◆ WORK INSTRUCTION
After reading the records, print them all again exactly as they stand.

Collected data:
>>>

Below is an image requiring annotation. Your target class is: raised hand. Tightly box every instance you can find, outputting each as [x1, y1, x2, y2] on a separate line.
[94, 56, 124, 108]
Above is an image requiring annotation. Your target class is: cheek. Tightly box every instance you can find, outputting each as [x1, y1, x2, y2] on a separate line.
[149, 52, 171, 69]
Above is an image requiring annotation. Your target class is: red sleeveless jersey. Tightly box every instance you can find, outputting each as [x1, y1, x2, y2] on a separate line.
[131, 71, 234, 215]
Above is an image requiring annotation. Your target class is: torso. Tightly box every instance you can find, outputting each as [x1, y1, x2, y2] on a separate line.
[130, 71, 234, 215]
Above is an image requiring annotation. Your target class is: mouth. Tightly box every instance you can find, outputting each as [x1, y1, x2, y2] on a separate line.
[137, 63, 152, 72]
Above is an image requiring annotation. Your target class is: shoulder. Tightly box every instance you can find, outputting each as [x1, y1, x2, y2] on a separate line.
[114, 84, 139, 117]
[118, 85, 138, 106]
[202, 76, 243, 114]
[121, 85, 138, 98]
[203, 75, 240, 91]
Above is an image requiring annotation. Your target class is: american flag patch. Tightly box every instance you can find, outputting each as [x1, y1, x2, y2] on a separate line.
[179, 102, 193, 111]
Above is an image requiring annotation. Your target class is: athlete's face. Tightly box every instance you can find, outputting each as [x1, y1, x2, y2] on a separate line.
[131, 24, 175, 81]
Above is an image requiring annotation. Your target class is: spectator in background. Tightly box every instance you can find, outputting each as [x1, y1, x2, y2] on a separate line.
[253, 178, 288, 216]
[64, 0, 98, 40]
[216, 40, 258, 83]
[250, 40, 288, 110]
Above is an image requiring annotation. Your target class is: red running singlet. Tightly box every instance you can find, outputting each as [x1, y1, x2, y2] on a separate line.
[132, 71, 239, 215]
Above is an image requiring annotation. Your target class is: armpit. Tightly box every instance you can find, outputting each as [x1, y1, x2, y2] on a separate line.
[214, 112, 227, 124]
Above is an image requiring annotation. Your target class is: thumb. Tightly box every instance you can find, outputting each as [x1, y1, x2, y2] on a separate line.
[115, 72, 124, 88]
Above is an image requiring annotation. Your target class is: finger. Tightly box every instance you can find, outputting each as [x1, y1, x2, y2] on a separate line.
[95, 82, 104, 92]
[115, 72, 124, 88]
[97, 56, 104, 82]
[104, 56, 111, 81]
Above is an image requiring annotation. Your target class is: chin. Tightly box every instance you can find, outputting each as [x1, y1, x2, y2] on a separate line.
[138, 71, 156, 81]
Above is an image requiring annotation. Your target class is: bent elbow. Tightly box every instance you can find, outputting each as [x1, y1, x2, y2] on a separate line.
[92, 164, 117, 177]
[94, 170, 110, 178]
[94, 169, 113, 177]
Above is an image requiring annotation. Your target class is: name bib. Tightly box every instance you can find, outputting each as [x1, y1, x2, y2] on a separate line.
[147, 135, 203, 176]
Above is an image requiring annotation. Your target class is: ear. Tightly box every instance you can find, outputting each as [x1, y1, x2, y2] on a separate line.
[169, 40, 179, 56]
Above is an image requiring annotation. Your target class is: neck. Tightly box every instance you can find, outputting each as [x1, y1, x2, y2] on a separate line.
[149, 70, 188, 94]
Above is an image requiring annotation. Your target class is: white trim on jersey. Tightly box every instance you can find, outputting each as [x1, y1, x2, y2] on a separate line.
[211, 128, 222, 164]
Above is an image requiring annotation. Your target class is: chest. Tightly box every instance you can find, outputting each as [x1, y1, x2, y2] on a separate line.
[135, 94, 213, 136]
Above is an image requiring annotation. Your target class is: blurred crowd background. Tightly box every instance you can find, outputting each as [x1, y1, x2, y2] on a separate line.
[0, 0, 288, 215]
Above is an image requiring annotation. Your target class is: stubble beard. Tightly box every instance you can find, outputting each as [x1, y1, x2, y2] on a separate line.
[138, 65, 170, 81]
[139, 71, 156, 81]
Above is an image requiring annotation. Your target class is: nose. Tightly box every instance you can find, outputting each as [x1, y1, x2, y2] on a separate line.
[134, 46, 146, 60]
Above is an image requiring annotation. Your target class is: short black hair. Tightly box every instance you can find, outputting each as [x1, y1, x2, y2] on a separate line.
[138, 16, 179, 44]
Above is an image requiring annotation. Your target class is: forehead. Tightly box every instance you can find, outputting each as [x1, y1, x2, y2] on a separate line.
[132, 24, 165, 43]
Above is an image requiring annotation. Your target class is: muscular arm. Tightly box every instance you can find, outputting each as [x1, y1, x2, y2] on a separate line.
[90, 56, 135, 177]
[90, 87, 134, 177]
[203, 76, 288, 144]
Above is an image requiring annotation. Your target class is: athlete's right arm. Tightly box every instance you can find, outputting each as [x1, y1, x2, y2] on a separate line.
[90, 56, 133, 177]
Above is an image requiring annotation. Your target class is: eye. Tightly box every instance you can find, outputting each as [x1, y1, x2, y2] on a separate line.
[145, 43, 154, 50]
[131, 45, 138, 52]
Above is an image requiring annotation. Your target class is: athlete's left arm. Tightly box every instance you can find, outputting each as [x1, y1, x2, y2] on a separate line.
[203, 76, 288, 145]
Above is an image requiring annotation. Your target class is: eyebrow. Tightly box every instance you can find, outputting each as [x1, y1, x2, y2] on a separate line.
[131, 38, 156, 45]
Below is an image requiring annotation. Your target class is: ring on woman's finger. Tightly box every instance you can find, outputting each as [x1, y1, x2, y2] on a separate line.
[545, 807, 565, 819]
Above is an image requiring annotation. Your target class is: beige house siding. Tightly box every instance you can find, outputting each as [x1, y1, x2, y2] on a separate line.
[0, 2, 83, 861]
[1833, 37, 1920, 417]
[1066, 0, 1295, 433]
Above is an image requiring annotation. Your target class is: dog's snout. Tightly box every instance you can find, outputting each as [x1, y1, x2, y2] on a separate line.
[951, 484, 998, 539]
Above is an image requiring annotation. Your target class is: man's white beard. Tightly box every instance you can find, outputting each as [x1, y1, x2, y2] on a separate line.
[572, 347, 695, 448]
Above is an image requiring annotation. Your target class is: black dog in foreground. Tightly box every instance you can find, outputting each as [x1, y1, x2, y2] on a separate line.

<<<

◆ SOLVED PROBLEM
Below is an image requiring annotation. Your target class is: raised hand. Tightly box every instance you can find, outputting each as [x1, y1, x2, y2] on a separate line.
[94, 56, 124, 108]
Above is an image requiring annotation. Your target class is: cheek. Tightly box every instance you can find, outputting each as [x1, y1, x2, y2] on a separate line.
[149, 52, 171, 69]
Above is an image requiring annotation. Your target class is: red sleeveless jersey. Tightly box every instance you can find, outputting each as [x1, y1, x2, y2] on a separate line.
[131, 71, 234, 215]
Above is an image requiring annotation. Your target class is: torso. Tightly box every instance you can find, outputting each as [x1, y1, x2, y2] on a separate line.
[130, 71, 234, 215]
Above is an image requiring annotation. Your target class is: mouth. Tightly box every instance you can find, outputting each as [x1, y1, x2, y2] on a separate line.
[137, 63, 152, 72]
Above is an image requiring annotation. Your target class is: shoulder. Tightly box every instance you can find, outputting each as [x1, y1, x2, y2] on a separate line.
[114, 84, 139, 117]
[118, 85, 138, 106]
[202, 76, 243, 114]
[121, 85, 138, 98]
[203, 75, 240, 91]
Above is an image requiring annotation. Your target class is: american flag patch. Tightly box every instance you can find, outputting each as [x1, y1, x2, y2] on a separate line.
[179, 102, 193, 111]
Above is an image requiring annotation. Your target class is: athlete's face. Tightly box every instance you can find, outputting each as [x1, y1, x2, y2] on a separate line.
[131, 24, 175, 81]
Above is an image requiring annotation. Your target class is: spectator in background. Tightly box every instance you can find, outputting each as [x1, y1, x2, y2] on a separate line.
[253, 178, 288, 216]
[64, 0, 98, 40]
[216, 40, 258, 83]
[250, 40, 288, 110]
Above is an image requiring annotation. Your target class is: red running singlet. Tightly box every instance you can find, outputting each as [x1, y1, x2, y2] on a separate line.
[132, 71, 239, 215]
Above is an image requiring annotation. Your target class is: armpit. Tightly box every instance you can find, outputting each as [x1, y1, x2, y2] on a separate line.
[214, 112, 227, 124]
Above is an image requiring annotation. Your target class is: thumb. Tightly box every instance you can find, outputting each as [x1, y1, x2, y2] on a separate line.
[115, 72, 124, 88]
Above is an image requiring annotation. Your target class is: finger. Tightly box every instance you can find, outputting each as [x1, y1, x2, y2] on a separate line.
[95, 82, 104, 92]
[115, 72, 124, 88]
[97, 56, 104, 82]
[104, 56, 111, 81]
Above is an image requiring annotation. Your target class is: chin. Tightly box every instance you can find, outputting each as [x1, y1, x2, y2] on a separate line.
[138, 71, 156, 81]
Above is an image requiring annotation. Your target class is: bent elbow. Tightly box every instance you can find, outputting each as [x1, y1, x2, y2] on a separate line.
[92, 164, 117, 177]
[94, 170, 110, 178]
[94, 169, 113, 177]
Above is an image requiring annotation. Your target class is: name bib. Tightly box every instance you can find, outputting each as [x1, y1, x2, y2] on a separate line.
[147, 135, 203, 176]
Above is an image requiring annotation. Your target class is: ear. Tightly box every instance you can find, outputting each as [x1, y1, x2, y2] on a separate line.
[169, 40, 179, 56]
Above is an image requiring annotation. Your target class is: neck. Tightly box every instance you can find, outputting each as [x1, y1, x2, y2] on a separate line.
[149, 70, 188, 94]
Above is an image requiring annotation. Your target class is: white trim on jersey. Tightly box every instance you can find, outputting each as [x1, y1, x2, y2] on a separate line.
[211, 128, 222, 164]
Above is an image requiring annotation. Your target class is: chest. Tightly box every instance you can find, outputting each as [x1, y1, x2, y2] on a separate line.
[135, 94, 213, 136]
Above is an image requiring annotation. Your target class is: blurred crowd background. Tightly box every instance you can find, outputting each as [x1, y1, x2, y2] on a separate line.
[0, 0, 288, 215]
Above is an image requiring annotation. Your target class is: stubble beard. Tightly box every instance you can find, outputting each as [x1, y1, x2, y2] on a separate line.
[138, 65, 170, 81]
[139, 71, 156, 81]
Above is an image requiring annotation. Your target class is: nose. Tightly box every instance you can find, outputting each as [x1, y1, x2, y2] on a separate line.
[134, 46, 146, 60]
Above is an image requiring annotation. Your target class is: short black hair. Tightly box every instance you can find, outputting each as [x1, y1, x2, y2] on a separate line.
[138, 16, 179, 44]
Above is an image requiring annotation. Your target class is: forehead. Tightly box every instance you can find, outputting each as [x1, y1, x2, y2] on a separate line.
[132, 24, 165, 43]
Above is an image requiring annotation. Your target class is: muscular arm. Tightly box every instance you can find, outputting each as [x1, y1, x2, y2] on a separate line.
[90, 56, 135, 177]
[90, 87, 134, 177]
[203, 76, 288, 144]
Above is an image requiring annotation. Your target class is: athlete's right arm. Tightly box every instance you can find, outputting each as [x1, y1, x2, y2] on a separate line.
[90, 56, 133, 177]
Above is an image requiring annotation. Your target class is: eye. Tightly box every instance you can find, outputting each as [x1, y1, x2, y2] on a separate line.
[145, 43, 154, 50]
[131, 45, 138, 52]
Above is an image requiring annotation. Your target class is: athlete's left arm. Tightly box every instance you can find, outputting each as [x1, y1, x2, y2] on a separate line.
[203, 76, 288, 145]
Above is an image requiring annotation. Your target class is: eyebrow. Tightly box every instance you can find, outputting each as [x1, y1, x2, y2] on a separate line.
[131, 38, 156, 45]
Below is an image requiring annotation. Your target class is: ring on woman's finger. Tightly box every instance you can find, outputting each as [x1, y1, x2, y2] on a separate line.
[545, 807, 565, 819]
Above is an image requiring annotation. Your target class is: beige house siding. Tightly box every instance you can find, outputting each as [x1, y1, x2, y2] on a separate line.
[0, 2, 83, 861]
[1833, 37, 1920, 417]
[1066, 0, 1295, 433]
Above is an image requiring annotation. Your target class is: dog's snout. Tightly box every instance you can find, outputting each as [x1, y1, x2, y2] on a separate line.
[951, 484, 998, 539]
Above is an image requiring annotation. Your target class is: man's white beard. Tightly box every instance you can find, outputting each as [x1, y1, x2, y2] on a separate line.
[572, 347, 695, 448]
Above is an image requiring annotation. Your target class is: black dog in foreground. Tightly box every instance you can find, outputting each as [x1, y1, x2, y2] on a separate line.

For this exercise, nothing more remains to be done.